Stated problem A: Give back, word for word, the part of the caching text that starts with "Probabilistic early recomputation: Each" and goes on through "no thundering herd.".

Extract:
Begin

TTL (Time To Live) expires entries after a fixed duration regardless of access patterns. Simple and predictable. Often combined with LRU or LFU.

LRU wins in practice because it is simple, fast, and adapts well to changing workloads. Redis, Memcached, and most application caches default to LRU or its variants.

cache invalidation

There are only two hard things in computer science: cache invalidation and naming things.

The core problem: when the source of truth changes, the cache must be updated or invalidated. If it is not, reads return stale data. Strategies include:

TTL-based expiry: entries expire after a fixed time. Simple, but stale data persists until expiry.
Event-driven invalidation: the database publishes change events, and the cache subscribes. Accurate, but adds infrastructure complexity.
Write-through invalidation: every write updates the cache. Consistent, but couples writes to cache availability.

No strategy is perfect. TTL is easy but laggy. Event-driven is accurate but complex. Write-through is consistent but slow. Most systems combine two or more approaches.

where it shows up

Redis: In-memory data store used as a cache layer in front of databases. Supports TTL, LRU eviction, and pub/sub for invalidation.
Memcached: Simple, fast, distributed memory cache. No persistence, no data structures beyond key-value. Pure caching.
CDNs (Cloudflare, CloudFront): Cache static and dynamic content at edge locations. TTL-based with cache-control headers. Reduces latency by serving content from the nearest edge.
CPU caches (L1/L2/L3): Hardware caches that exploit spatial and temporal locality. Write-back by default (dirty cache lines flushed on eviction). The original cache.
Browser cache: HTTP caching with Cache-Control, ETag, and Last-Modified headers. Reduces network requests for static assets.

mode:

click Step or Play to inspect cache state

+ cache stampede and thundering herd

When a popular cache entry expires, many concurrent requests discover the miss simultaneously. All of them hit the database at once, potentially overwhelming it. This is a cache stampede (also called thundering herd).

Mitigation strategies:

Locking: The first request to discover the miss acquires a lock. Other requests wait for the lock holder to populate the cache. Simple, but adds latency for waiting requests.

Probabilistic early recomputation: Each request has a small probability of refreshing the cache before expiry. The busier the key, the more likely someone refreshes it early. No locks, no thundering herd.

Stale-while-revalidate: Return the stale value immediately while refreshing in the background. The user gets fast (slightly stale) data, and the cache updates asynchronously.

End

Data provided:
Begin

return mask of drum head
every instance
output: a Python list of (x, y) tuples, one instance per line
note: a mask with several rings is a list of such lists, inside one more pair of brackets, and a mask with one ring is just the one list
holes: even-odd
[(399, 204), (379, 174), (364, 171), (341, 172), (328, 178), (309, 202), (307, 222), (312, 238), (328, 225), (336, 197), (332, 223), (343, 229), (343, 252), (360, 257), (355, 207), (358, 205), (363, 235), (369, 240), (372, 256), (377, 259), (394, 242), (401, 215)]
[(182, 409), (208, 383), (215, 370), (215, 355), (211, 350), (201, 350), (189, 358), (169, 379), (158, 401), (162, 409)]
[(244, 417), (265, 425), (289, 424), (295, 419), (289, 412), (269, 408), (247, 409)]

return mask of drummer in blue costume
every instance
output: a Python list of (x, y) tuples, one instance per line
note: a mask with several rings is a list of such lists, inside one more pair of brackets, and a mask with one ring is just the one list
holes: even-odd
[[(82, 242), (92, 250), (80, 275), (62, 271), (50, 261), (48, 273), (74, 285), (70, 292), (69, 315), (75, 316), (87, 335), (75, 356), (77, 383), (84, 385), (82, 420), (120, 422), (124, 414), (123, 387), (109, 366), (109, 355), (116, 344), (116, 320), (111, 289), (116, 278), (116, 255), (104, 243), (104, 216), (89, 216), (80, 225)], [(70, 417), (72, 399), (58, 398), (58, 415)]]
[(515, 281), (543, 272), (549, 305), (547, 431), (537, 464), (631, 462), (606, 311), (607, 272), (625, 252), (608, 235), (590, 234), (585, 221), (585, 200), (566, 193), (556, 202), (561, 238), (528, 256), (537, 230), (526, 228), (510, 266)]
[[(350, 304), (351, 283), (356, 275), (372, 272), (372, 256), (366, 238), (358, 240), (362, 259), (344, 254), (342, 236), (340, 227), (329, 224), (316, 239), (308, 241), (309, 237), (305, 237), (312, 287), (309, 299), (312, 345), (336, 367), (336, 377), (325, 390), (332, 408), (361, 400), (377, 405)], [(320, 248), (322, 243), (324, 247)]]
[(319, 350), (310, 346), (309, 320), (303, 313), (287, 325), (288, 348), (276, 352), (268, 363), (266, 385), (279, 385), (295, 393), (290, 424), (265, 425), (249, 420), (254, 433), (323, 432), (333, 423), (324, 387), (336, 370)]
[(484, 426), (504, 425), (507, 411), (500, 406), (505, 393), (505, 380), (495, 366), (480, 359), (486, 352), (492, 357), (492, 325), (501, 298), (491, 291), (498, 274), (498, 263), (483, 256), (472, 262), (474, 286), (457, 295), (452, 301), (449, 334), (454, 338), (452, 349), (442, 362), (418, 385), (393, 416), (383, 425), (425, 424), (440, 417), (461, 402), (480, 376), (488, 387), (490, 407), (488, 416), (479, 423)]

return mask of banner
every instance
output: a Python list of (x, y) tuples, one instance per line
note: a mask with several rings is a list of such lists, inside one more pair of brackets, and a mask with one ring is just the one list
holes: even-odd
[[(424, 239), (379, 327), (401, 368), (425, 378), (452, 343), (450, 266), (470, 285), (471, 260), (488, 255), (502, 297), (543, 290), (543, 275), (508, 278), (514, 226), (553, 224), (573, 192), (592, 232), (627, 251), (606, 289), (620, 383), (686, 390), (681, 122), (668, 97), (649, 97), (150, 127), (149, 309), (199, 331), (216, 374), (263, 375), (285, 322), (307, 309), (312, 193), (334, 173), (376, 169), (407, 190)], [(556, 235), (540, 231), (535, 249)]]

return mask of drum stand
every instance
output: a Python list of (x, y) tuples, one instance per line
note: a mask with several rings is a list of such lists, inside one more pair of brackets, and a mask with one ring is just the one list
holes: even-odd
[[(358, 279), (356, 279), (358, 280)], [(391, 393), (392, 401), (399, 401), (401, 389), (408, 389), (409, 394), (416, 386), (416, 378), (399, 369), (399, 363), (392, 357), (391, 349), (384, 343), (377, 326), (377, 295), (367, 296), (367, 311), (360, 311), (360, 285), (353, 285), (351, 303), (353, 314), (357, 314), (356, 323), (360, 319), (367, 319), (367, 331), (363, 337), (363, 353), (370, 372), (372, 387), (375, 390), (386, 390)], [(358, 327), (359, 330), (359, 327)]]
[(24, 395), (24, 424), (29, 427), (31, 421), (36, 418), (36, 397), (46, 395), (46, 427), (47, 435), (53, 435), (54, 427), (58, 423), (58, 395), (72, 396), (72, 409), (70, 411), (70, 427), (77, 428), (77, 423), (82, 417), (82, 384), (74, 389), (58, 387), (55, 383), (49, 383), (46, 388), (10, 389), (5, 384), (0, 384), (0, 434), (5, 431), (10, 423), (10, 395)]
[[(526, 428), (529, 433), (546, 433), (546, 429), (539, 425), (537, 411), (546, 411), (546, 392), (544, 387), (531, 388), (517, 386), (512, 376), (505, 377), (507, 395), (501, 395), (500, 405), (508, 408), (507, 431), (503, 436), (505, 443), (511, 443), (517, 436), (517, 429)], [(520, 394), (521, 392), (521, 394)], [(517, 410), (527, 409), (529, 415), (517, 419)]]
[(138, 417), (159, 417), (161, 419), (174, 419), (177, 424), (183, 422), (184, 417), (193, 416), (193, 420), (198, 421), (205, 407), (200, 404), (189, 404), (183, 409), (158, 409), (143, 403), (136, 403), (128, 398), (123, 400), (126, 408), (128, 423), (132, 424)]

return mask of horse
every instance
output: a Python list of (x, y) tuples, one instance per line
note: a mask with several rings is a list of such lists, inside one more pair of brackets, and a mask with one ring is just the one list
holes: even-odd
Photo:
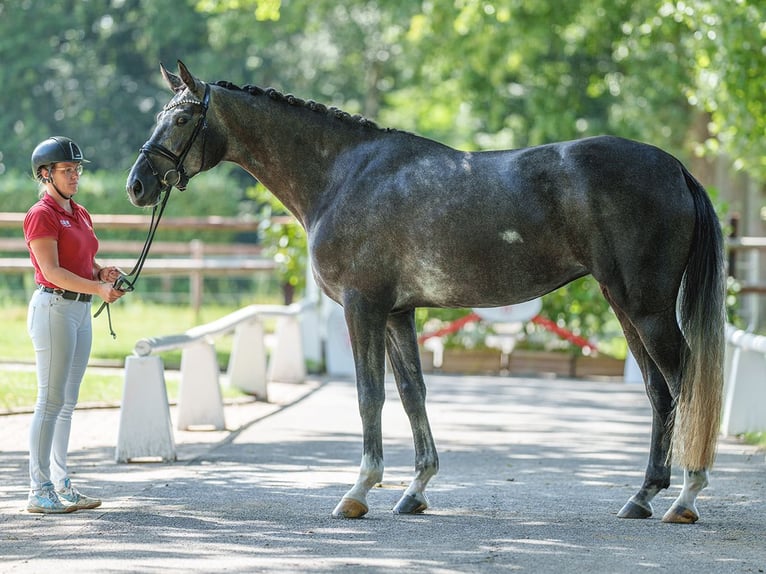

End

Stated problem B: Retype the lines of the entries exactly, starting with the line with "return mask of horse" and going on through the end of the entries. Leave the pictures out.

Written reply A:
Probabilistic early recomputation: Each request has a small probability of refreshing the cache before expiry. The busier the key, the more likely someone refreshes it early. No locks, no thundering herd.

Written reply B:
return mask of horse
every instance
output: a Python list of (x, y) tuples, one instance per line
note: a mask with several rings is a list of such lists, inside one more pair of brackets, and a mask with one ring is just the one list
holes: even-odd
Photo:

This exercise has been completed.